▶ **Raw data**

□ □ □ □

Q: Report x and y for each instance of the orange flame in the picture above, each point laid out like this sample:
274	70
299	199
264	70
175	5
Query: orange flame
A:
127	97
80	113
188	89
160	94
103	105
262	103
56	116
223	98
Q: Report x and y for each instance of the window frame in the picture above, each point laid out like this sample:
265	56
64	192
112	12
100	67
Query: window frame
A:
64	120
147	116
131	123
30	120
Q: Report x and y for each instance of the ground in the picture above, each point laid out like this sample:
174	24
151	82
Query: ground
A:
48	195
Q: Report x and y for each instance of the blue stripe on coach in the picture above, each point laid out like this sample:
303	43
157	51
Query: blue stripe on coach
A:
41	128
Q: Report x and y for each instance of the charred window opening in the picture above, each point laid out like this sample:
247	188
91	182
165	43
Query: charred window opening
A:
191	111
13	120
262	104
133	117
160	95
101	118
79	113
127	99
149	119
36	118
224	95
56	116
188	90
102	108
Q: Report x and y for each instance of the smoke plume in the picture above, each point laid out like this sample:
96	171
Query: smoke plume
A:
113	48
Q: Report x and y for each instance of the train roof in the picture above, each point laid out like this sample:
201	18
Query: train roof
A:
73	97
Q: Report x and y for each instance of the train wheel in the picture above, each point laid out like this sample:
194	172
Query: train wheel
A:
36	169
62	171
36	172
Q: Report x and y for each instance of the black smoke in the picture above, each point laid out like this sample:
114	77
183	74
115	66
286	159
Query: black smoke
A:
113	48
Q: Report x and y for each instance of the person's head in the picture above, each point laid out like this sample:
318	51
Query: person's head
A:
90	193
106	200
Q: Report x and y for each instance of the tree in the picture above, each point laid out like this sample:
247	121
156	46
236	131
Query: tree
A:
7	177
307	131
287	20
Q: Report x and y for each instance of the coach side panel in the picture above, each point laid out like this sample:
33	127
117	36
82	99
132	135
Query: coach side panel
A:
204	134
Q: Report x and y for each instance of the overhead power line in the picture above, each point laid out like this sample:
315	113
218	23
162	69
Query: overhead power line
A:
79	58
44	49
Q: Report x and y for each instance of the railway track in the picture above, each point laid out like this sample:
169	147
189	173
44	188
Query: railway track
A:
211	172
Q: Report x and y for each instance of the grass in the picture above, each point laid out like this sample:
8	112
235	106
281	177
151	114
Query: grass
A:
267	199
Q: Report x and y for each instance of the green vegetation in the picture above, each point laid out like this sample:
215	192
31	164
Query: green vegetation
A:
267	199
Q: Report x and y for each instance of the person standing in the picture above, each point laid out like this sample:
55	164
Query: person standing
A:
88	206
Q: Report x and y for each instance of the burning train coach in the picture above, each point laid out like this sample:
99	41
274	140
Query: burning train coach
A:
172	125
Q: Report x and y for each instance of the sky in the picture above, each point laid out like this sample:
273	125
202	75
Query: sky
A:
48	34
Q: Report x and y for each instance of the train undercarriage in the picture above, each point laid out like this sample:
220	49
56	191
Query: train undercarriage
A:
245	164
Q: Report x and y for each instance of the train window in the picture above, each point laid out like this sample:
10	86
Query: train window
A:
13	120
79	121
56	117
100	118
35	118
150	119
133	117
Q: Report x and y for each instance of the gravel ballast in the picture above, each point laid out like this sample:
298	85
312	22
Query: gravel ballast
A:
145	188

□ □ □ □

▶ **Exercise brief**
Each of the records above is to be copied exactly.

▶ **Task response**
Q: Report x and y for each instance of the orange flame in the picture above, each point laid out like this sample:
274	70
299	199
264	70
175	5
Query: orange flame
A:
127	97
80	113
188	89
160	94
103	105
262	103
56	116
223	98
Q: Report x and y for each instance of the window frame in the picture above, each point laid out like this sample:
265	56
64	192
112	12
100	67
Query: window frame
A:
64	120
147	116
131	123
30	120
Q: Report x and y for each instance of the ground in the picture above, each point laid out like this sample:
174	24
151	82
Query: ground
A:
48	195
Q: Report x and y for each instance of the blue stripe on coach in the picture above, each point laid out like this sample:
303	43
157	51
Query: blue stripe on coach
A:
41	128
Q: Report x and y for each instance of the charred window opening in the picture above, each point laid out like this sample:
247	188
91	182
165	43
Query: charred window opening
A:
191	111
13	120
262	104
133	117
160	95
101	118
79	113
127	99
149	119
36	118
224	95
56	116
188	90
102	108
Q: Report x and y for each instance of the smoke plume in the picture above, each point laid out like this sample:
96	171
Query: smoke plume
A:
113	48
Q: Report x and y for each instance of the train roof in the picture above, each point laid out like this sample:
201	18
Query: train roof
A:
73	97
Q: Report x and y for each instance of the train wheel in the picture above, each point laid out like this sample:
194	172
Query: train wheel
A:
36	169
62	171
36	172
Q: Report x and y for each instance of the black smoke in the picture above, each point laid out like this sample:
114	77
183	74
115	66
286	159
Query: black smoke
A:
113	48
Q: Report x and y for each instance of the person's head in the picture above, each point laid out like this sample:
318	51
Query: person's head
A:
90	193
106	200
Q: Report x and y for each instance of the tree in the picture above, each point laid out like this sample:
247	121
156	46
236	131
Query: tree
A:
7	177
307	131
287	20
Q: Report x and y for each instance of the coach side panel in the picture above, each point laid out like this sample:
33	127
117	36
82	99
132	135
Query: coach side panel
A:
204	134
Q: Report x and y for each instance of the overhead power line in the picture above, each point laid out like this sample:
315	113
218	23
162	69
Query: overhead power line
A:
79	58
44	49
Q: Report x and y for each instance of the railway track in the picture above, each point laid out like this sample:
169	147
189	173
44	188
Query: railway track
A:
211	172
Q: Report x and y for each instance of the grass in the picture above, each point laid out like this sample:
8	112
235	106
281	177
151	114
Query: grass
A:
267	199
Q: Report x and y for each instance of the green vegetation in the picture above, each point laid out like this sample:
215	192
31	164
Query: green vegetation
A:
267	199
Q: Report x and y for each instance of the person standing in the picture above, each point laid out like this sample:
55	164
Query: person standing
A:
88	206
Q: Report x and y for each instance of the burning train coach in the picture above, each point laid out like this sample:
99	41
274	140
Query: burning train coach
A:
172	125
Q: Report x and y for each instance of the sky in the picture above, each point laid out like this sample:
273	125
202	75
Query: sky
A:
48	34
Q: Report x and y for each instance of the train undercarriage in the picture above, each point laid out like this sample:
220	49
56	191
Query: train undercarriage
A:
245	164
Q: Report x and y for each instance of the train window in the picture above, each point laid out like this sample:
10	86
Query: train window
A:
13	120
79	121
56	117
100	118
35	118
150	119
133	117
Q: Report x and y for each instance of the gravel ballast in the picture above, each point laid out like this sample:
298	85
312	22
Query: gravel ballast
A:
145	188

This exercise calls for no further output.